# [Directive A]
Copy out the rows below word for word, from the line containing "of the mirror" through the last row. Leave the pictures out.

# [Supplied passage]
######

These aquatic systems provide important ecosystem services depending on the health and function of these systems (Rapport and Costanza 1998). However freshwater systems around the globe have been altered, with an estimated two thirds of the world’s flowing fresh water obstructed by dams on route to the sea (Nilsson et al. 2005). Regulating the flows of rivers with dams, weirs, locks and barrages has created reliable water resources for power production, agriculture and domestic use out of otherwise variable freshwater systems, shaping surrounding communities and industries (Grey and Sadoff 2007).
The environmental cost of regulation, and often over-extraction from, freshwater ecosystems has included shifts in diversity and abundance in biota. Natural lake level fluctuation plays a crucial role in freshwater aquatic ecosystem structure and function (Leira and Cantonati 2008), with native taxa having life histories adapted to a variable hydrological regimes. Water regulation has greatly affected fish, aquatic vegetation and invertebrate communities (Blanch et al. 1999; Ning et al. 2013; Bice et al. 2014). In addition, it has also affected water quality, influencing conductivity, turbidity and nutrient loads within these systems (Ahearn et al. 2005;
Mosley et al. 2012).
In drought-prone aquatic ecosystems, native taxa have adaptive life histories to persist and recover post-drought (Ning et al. 2013). Within regulated systems, these drought events can be exacerbated by water extraction and the natural resilience of taxa can be altered by deviations from natural conditions pre-drought (Lake et al. 2011). Drought places taxa under increasing stress via a progressive loss of resources, further reduced water quality and increased biotic interactions within a diminishing habitat, having deleterious consequences on many taxa (Bond
2 et al. 2008). With the natural cycle of drought linked with flood and subsequent recovery, recovery in regulated systems post-drought has been seen to vary among taxa (Boix et al. 2010) and in time frame (Rapport and Whitford 1999). With loss of natural variability, the synergistic effects of drought and subsequent loss in resilience of these systems, natural resource managers around the globe are dealt the challenging responsibility of ensuring ecosystem health into the future, whilst managing the demands of water-dependent industries.

######

# [Task inputs]
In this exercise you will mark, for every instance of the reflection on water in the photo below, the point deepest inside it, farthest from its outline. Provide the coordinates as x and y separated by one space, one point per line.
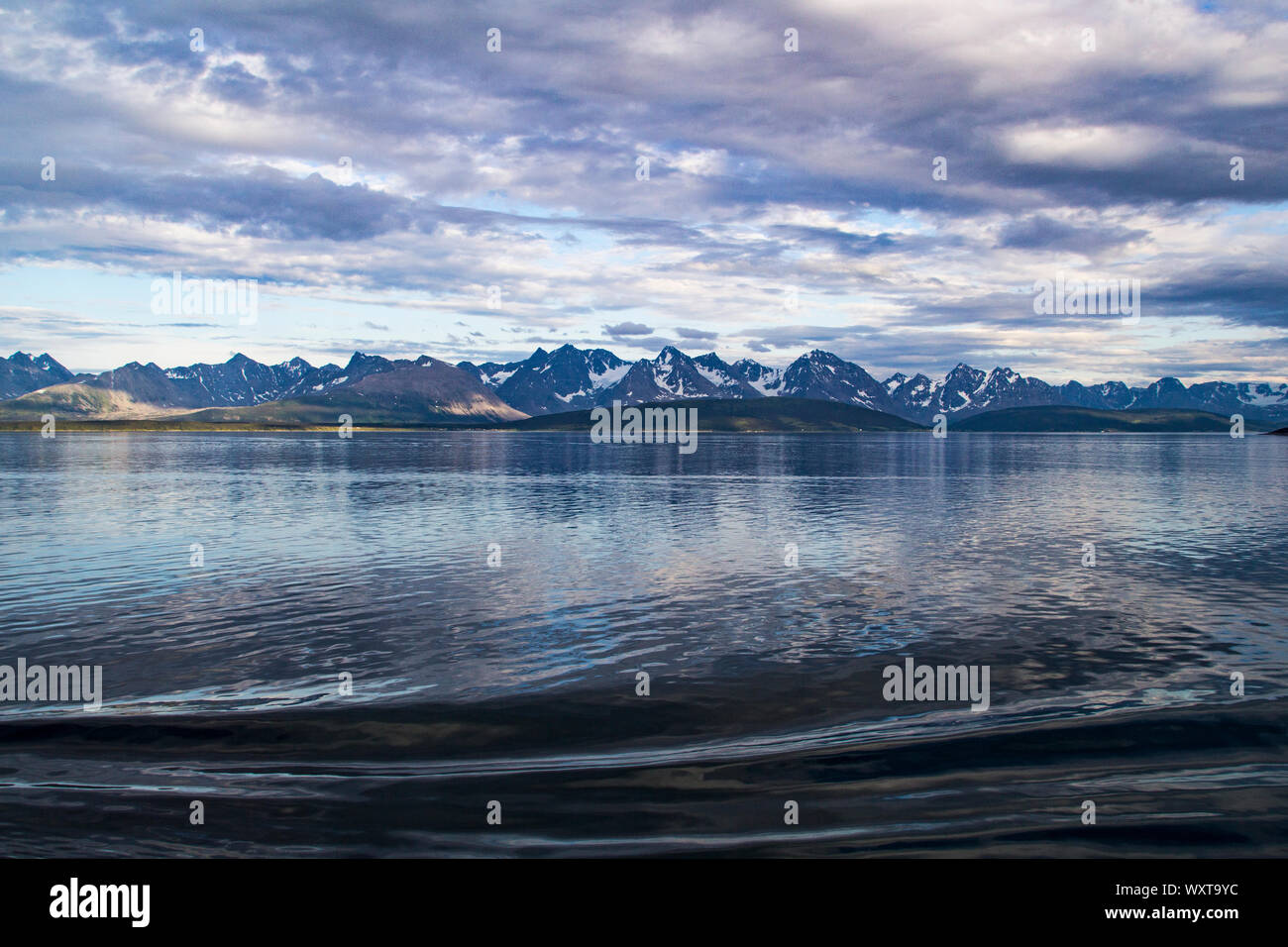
516 681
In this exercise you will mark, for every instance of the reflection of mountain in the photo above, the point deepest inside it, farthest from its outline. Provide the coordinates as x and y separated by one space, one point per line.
1081 420
572 379
786 415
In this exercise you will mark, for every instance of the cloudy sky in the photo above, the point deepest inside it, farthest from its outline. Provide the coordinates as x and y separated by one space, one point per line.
377 170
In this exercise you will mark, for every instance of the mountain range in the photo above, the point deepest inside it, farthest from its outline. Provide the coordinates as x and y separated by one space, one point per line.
572 379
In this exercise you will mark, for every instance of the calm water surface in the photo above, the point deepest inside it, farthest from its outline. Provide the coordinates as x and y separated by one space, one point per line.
516 682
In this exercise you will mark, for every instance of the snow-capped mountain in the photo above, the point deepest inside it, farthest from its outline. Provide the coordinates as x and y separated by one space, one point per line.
962 392
572 379
20 373
567 379
828 377
239 381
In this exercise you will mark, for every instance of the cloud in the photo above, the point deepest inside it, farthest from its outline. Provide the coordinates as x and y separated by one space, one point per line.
627 329
768 169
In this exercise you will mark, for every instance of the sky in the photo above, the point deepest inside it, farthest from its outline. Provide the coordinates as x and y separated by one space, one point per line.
884 180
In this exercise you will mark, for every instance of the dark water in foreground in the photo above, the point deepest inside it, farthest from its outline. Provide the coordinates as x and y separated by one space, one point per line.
516 684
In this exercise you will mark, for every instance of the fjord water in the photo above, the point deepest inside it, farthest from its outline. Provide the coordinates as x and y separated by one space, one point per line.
516 682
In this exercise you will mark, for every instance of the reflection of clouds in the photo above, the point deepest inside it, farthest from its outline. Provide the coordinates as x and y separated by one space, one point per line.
370 556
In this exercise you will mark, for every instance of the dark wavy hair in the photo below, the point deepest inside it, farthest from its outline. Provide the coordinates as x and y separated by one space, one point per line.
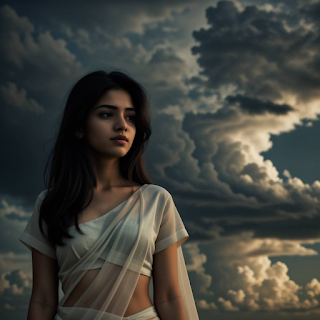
71 175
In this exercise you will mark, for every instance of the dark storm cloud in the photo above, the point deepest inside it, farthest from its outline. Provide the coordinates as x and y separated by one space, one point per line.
255 51
256 106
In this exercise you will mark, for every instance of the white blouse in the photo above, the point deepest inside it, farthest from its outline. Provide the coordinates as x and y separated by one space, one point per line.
162 227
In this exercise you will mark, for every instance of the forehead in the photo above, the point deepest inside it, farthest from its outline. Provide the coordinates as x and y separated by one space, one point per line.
118 98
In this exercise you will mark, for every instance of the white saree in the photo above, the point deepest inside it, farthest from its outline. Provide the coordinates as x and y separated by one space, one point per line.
100 270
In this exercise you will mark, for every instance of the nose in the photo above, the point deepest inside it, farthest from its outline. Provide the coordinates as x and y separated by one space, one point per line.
120 123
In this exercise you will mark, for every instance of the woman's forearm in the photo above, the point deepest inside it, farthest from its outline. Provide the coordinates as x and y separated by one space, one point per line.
41 311
171 309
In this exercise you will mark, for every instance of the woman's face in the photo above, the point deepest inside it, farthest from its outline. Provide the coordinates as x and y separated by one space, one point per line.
105 122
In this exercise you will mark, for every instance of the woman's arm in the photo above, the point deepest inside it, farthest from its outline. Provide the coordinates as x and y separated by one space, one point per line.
45 295
167 298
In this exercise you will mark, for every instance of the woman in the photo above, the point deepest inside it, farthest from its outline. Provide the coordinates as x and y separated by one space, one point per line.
119 229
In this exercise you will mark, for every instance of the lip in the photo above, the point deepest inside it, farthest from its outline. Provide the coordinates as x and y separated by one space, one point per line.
119 141
119 137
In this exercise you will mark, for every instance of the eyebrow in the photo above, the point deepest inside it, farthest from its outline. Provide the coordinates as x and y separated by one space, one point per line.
113 107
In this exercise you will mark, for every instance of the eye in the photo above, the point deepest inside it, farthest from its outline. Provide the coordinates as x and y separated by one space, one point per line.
101 114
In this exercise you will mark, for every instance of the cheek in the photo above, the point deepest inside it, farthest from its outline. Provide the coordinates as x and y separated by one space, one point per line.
97 130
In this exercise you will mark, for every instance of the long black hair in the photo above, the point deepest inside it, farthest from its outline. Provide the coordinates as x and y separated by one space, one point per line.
71 175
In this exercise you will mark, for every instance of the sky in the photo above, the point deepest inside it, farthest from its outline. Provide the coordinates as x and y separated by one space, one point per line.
234 88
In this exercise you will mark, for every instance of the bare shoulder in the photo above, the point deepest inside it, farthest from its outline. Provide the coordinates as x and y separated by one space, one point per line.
158 190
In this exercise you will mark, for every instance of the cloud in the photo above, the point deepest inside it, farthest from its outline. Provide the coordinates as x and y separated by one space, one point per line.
45 61
246 281
256 51
18 99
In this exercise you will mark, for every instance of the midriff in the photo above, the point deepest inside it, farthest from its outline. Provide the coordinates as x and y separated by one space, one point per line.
140 299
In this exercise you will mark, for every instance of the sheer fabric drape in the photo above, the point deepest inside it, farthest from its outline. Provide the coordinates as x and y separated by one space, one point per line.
105 293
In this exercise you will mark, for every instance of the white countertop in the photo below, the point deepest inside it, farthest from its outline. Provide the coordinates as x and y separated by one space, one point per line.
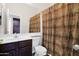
8 38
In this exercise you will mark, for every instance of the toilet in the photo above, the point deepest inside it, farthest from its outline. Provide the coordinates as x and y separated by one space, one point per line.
37 48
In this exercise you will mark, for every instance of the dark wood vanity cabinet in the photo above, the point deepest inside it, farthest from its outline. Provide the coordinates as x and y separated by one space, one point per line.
21 48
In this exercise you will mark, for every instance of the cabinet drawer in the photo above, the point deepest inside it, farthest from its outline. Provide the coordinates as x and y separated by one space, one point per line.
25 43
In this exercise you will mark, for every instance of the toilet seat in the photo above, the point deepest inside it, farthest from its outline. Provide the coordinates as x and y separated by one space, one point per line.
40 51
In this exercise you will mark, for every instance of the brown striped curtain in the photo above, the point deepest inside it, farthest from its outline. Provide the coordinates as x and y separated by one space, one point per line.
34 24
61 28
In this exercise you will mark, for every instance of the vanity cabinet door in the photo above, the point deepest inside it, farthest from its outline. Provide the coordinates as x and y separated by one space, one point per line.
9 49
26 51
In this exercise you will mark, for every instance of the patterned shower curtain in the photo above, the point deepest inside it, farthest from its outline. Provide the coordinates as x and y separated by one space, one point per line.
61 28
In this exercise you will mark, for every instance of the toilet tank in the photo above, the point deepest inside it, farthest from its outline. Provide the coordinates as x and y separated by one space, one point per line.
36 41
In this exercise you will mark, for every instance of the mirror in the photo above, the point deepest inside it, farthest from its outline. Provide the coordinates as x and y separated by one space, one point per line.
9 23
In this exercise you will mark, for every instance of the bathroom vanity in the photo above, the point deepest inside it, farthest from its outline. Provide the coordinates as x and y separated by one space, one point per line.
19 44
20 48
16 45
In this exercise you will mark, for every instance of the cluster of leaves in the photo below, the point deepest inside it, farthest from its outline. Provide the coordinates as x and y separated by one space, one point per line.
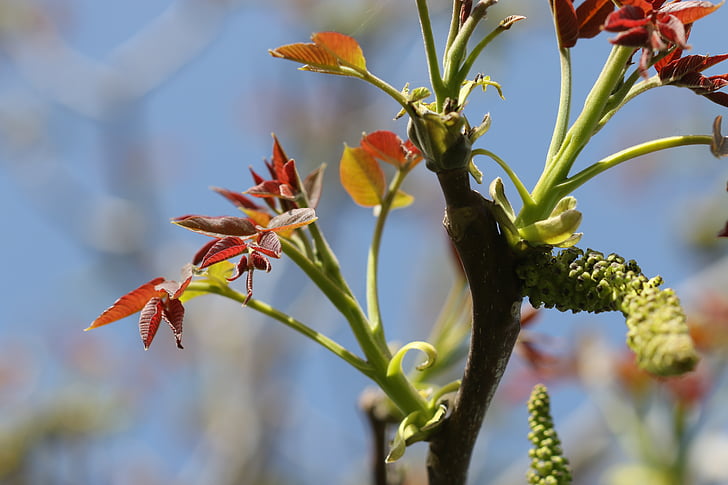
254 237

######

# [Directive B]
Write the next part of the passage above on river regulation and drought in freshwater ecosystems, starting right after its final sentence.

# [Final answer A]
In this exercise you will mark, for every instance of the mirror in the photo above, the point deepest inside it, farthest from its outline. Provide the coordinates as x and y separated by one space, one point per line.
9 23
In this exercise you will mark, for every instance of the bathroom vanity in the photo above, the point deepest inside it, farthest from its outline. Provide the coordinates as x and y separated by one space, one point per line.
19 44
20 48
16 45
In this exercise you will mark, for every instance of the cluster of leaves in the photo below, the point deepest inside it, farthest from its outline. Provide the coordinates as x and y separated by one space, one point per line.
254 237

# [Final answer B]
Managers have recognised the value of controlled releases of additional water for environmental purposes (environmental watering) as a management tool to enhance ecosystem health and resilience in altered freshwater systems (Lind et al. 2007). Large water releases over time have been used to mimic natural cycles and pre-regulation condition, whilst other environmental watering programs have focused on targeted outcomes such as improving physicochemical characteristics (e.g. electrical conductivity), clearing periphyton off substrate in stream beds, clearing sediment deposits, reducing algal blooms, induce fish spawning, connecting fragmented habitat, inundating floodplains or restoring littoral vegetation and ecological communities (Kashaigili et al. 2005). As the targets of environmental flows have varied, so has the success of these actions (Tonkin and Death, 2014). Justifying further watering, particularly in regions with multiple competing interests for water resources, requires knowledge of the likely outcomes of watering actions (King 2006).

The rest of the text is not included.